------ Data to use ------

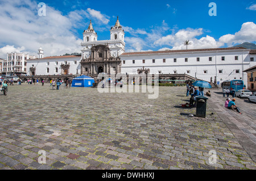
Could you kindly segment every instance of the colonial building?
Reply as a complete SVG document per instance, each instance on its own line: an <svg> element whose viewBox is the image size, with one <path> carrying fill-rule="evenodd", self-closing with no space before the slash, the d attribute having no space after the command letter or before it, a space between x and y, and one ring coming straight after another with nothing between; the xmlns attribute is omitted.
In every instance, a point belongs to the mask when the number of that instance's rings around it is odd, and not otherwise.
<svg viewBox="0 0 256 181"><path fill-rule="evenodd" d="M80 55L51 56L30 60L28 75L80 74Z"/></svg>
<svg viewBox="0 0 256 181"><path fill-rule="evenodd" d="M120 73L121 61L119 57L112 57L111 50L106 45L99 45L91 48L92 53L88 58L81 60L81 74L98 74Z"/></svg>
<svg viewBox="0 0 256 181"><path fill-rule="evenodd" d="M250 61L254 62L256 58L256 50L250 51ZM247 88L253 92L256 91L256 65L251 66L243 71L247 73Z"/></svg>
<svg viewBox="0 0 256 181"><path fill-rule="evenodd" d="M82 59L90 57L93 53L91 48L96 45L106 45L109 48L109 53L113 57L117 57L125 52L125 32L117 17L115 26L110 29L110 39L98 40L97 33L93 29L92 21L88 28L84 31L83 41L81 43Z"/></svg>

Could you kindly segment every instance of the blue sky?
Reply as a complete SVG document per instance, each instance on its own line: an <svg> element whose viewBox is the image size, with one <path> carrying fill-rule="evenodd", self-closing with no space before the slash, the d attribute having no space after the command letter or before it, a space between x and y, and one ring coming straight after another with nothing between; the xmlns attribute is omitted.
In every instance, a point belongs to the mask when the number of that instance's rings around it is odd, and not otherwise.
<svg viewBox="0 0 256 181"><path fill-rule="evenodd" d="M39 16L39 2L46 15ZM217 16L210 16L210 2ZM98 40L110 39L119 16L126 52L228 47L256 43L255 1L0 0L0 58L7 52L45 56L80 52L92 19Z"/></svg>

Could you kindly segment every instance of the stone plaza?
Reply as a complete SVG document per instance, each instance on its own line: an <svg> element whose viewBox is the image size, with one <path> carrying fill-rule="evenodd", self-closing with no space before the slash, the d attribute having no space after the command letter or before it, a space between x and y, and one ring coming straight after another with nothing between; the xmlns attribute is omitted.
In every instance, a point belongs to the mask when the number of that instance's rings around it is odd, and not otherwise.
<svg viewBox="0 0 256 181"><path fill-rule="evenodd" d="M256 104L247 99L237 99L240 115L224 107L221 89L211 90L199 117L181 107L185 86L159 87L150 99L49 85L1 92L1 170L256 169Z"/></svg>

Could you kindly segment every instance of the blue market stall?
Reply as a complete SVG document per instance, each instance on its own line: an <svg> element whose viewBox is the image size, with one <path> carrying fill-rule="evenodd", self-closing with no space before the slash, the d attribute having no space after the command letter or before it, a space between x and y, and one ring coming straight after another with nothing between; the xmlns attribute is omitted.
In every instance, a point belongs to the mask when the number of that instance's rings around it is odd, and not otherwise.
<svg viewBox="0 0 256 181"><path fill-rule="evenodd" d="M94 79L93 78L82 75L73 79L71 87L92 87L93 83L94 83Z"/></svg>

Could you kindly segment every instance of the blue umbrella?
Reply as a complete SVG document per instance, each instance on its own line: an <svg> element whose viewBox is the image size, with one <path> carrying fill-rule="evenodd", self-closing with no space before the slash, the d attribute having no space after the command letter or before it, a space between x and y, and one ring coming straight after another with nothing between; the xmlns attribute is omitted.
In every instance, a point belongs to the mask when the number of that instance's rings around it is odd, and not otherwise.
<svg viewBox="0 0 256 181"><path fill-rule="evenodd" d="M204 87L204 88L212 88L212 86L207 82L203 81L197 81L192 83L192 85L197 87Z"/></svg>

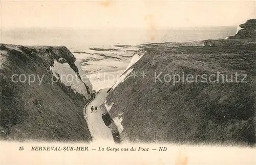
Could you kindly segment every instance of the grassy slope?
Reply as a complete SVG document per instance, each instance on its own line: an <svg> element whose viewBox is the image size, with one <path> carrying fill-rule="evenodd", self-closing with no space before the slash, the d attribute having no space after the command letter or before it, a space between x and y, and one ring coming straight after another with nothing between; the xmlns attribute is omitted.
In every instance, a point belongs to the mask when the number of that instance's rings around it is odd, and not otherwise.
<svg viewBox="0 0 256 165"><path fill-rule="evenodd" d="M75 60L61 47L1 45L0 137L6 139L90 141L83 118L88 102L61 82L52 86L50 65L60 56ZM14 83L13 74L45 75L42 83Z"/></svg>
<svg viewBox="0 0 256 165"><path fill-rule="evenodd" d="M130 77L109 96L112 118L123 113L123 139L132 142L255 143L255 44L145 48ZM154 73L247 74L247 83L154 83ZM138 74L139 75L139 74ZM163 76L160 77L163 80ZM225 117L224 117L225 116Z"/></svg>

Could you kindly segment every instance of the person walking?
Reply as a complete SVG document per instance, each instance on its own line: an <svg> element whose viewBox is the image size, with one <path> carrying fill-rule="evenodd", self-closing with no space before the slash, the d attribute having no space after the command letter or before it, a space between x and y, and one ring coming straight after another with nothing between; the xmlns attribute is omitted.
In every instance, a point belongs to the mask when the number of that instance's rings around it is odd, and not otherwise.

------
------ Data to use ------

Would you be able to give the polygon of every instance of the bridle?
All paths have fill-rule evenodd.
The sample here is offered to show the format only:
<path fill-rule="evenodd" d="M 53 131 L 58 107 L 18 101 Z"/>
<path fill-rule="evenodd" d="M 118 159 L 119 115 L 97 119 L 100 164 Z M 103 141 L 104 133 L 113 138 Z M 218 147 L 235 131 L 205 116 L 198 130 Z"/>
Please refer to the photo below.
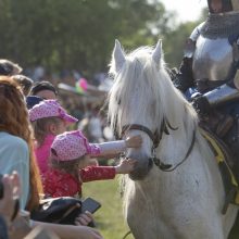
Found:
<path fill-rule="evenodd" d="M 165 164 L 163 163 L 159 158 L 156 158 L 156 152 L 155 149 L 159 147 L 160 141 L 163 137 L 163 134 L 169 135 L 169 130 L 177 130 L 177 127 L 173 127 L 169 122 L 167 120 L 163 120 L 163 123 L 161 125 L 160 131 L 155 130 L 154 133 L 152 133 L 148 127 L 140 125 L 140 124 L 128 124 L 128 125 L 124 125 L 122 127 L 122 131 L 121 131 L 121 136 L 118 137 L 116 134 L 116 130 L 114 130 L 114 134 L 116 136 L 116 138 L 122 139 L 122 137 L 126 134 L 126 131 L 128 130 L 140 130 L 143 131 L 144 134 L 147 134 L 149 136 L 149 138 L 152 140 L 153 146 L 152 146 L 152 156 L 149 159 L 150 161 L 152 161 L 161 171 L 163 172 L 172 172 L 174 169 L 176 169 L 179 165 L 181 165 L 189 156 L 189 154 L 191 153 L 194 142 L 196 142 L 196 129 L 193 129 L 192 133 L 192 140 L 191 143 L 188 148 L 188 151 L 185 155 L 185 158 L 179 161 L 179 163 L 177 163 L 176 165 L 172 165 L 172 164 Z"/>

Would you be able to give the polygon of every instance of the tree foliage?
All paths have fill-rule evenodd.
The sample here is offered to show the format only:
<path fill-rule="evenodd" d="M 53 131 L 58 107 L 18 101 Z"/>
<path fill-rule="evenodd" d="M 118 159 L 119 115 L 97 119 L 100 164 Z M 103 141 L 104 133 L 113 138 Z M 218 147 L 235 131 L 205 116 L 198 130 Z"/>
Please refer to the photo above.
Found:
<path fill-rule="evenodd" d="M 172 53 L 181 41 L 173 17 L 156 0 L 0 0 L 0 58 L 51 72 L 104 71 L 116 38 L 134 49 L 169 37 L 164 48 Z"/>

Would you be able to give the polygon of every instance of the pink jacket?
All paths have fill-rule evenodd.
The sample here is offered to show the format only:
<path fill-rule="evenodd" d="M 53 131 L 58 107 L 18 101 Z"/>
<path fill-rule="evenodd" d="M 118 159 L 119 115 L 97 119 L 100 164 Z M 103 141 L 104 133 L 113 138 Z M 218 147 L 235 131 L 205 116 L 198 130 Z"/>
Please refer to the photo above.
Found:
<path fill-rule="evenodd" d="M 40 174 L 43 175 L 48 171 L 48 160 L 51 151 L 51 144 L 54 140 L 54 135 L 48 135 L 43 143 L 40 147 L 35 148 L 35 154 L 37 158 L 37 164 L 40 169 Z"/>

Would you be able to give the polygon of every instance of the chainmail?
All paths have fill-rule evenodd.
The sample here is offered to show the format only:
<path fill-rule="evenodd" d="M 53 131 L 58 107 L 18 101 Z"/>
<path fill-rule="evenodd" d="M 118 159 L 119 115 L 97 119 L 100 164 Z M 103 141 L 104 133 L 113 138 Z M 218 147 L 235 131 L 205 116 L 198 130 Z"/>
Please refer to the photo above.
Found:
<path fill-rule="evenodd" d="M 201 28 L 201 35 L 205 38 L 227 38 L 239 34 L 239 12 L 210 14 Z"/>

------
------ Data to use ------

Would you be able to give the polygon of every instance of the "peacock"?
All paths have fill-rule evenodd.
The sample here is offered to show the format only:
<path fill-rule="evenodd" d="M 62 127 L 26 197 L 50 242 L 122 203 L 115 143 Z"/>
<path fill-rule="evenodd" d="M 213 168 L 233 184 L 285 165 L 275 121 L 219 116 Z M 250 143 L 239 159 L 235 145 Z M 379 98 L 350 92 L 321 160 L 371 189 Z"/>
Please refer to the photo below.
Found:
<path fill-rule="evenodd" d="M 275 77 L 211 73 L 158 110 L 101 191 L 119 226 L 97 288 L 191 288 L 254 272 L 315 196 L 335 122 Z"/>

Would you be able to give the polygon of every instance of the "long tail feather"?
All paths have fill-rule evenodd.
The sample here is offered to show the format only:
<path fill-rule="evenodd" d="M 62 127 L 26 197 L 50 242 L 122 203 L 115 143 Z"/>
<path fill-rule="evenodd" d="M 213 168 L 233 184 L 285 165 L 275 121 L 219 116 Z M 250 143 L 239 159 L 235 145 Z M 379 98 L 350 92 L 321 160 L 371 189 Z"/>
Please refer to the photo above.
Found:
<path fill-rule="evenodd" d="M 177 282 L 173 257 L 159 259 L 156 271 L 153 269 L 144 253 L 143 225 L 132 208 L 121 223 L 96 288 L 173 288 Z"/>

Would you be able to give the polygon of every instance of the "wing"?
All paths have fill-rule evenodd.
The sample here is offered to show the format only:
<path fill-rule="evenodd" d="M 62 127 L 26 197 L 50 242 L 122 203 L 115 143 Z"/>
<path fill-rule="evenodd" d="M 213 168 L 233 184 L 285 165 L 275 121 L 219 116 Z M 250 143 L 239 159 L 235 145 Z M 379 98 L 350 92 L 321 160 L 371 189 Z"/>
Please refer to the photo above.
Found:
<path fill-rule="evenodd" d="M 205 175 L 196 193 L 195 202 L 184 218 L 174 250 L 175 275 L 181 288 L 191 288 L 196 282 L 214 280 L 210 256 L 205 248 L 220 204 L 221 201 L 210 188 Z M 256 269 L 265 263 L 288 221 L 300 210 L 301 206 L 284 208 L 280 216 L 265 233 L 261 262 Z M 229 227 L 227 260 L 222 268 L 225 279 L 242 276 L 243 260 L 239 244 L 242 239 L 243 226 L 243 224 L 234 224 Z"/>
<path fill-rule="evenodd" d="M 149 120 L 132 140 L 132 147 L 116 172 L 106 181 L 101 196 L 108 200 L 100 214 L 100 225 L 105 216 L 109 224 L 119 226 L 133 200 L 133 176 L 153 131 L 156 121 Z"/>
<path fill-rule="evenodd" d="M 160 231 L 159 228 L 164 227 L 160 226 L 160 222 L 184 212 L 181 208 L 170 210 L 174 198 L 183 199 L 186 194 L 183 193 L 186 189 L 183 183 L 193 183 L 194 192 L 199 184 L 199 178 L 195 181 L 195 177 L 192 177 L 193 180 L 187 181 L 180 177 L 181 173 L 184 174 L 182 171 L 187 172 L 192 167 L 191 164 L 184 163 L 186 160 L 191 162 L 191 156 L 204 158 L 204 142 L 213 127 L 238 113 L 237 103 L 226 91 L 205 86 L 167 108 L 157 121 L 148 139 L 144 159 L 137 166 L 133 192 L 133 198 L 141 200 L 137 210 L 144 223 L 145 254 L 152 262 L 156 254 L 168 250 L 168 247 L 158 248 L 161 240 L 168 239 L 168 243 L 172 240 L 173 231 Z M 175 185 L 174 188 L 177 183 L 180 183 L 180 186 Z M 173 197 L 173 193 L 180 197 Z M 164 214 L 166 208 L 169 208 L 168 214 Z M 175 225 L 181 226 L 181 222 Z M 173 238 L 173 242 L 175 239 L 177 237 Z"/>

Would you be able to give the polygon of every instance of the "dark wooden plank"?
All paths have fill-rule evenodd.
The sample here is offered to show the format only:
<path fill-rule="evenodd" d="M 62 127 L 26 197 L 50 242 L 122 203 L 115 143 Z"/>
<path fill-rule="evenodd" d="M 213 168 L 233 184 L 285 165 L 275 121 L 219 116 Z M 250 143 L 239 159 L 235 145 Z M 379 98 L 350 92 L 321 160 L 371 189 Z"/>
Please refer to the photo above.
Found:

------

= Stated goal =
Could you present the data from the line containing "Could you kindly segment every instance of the blue umbrella?" down through the line containing "77L109 96L112 118L123" as a two-column CSV with the headers input and output, one row for each text paired with its answer, every field in quotation marks with its line breaks replaced by spaces? Leave the pictures out.

= Result of the task =
input,output
"Could you kindly segment every instance of the blue umbrella? Reply as a complete SVG document per instance, each instance on its own line: an <svg> element whose viewBox is the image size, with one <path> carrying fill-rule=""evenodd"", self-closing with no space before the slash, the d attribute having no space after the command letter or before it, a space between x and y, and one ring coming straight after another with nothing between; the xmlns attribute is omitted. In every instance, a point belongs to the mask when the number of that instance's rings around it is odd, and not otherwise.","<svg viewBox=""0 0 256 181""><path fill-rule=""evenodd"" d=""M204 87L204 88L212 88L212 86L207 82L203 81L197 81L192 83L192 85L197 87Z""/></svg>"
"Could you kindly segment every instance of the grassy slope? Reply as a complete SVG document per instance, each instance on its own line: an <svg> element whose viewBox is the image size, with one <path> carrying fill-rule=""evenodd"", self-closing with no space before the slash, the d attribute having no space after the command letter or before it, a space between x and y, and one ring coming straight after another with nothing between; the xmlns attribute is omitted. In every instance, a point belongs to the mask when the number of that instance's rings around it is odd, and not otherwise.","<svg viewBox=""0 0 256 165""><path fill-rule=""evenodd"" d=""M75 60L61 47L1 45L0 137L6 139L90 141L83 118L88 102L61 82L52 86L50 65L60 56ZM14 83L13 74L45 75L42 83Z""/></svg> <svg viewBox=""0 0 256 165""><path fill-rule=""evenodd"" d=""M130 77L109 96L112 118L123 113L123 139L132 142L255 143L255 44L145 48ZM154 73L247 74L247 83L154 83ZM138 74L139 75L139 74ZM163 76L160 77L163 80ZM225 117L224 117L225 116Z""/></svg>"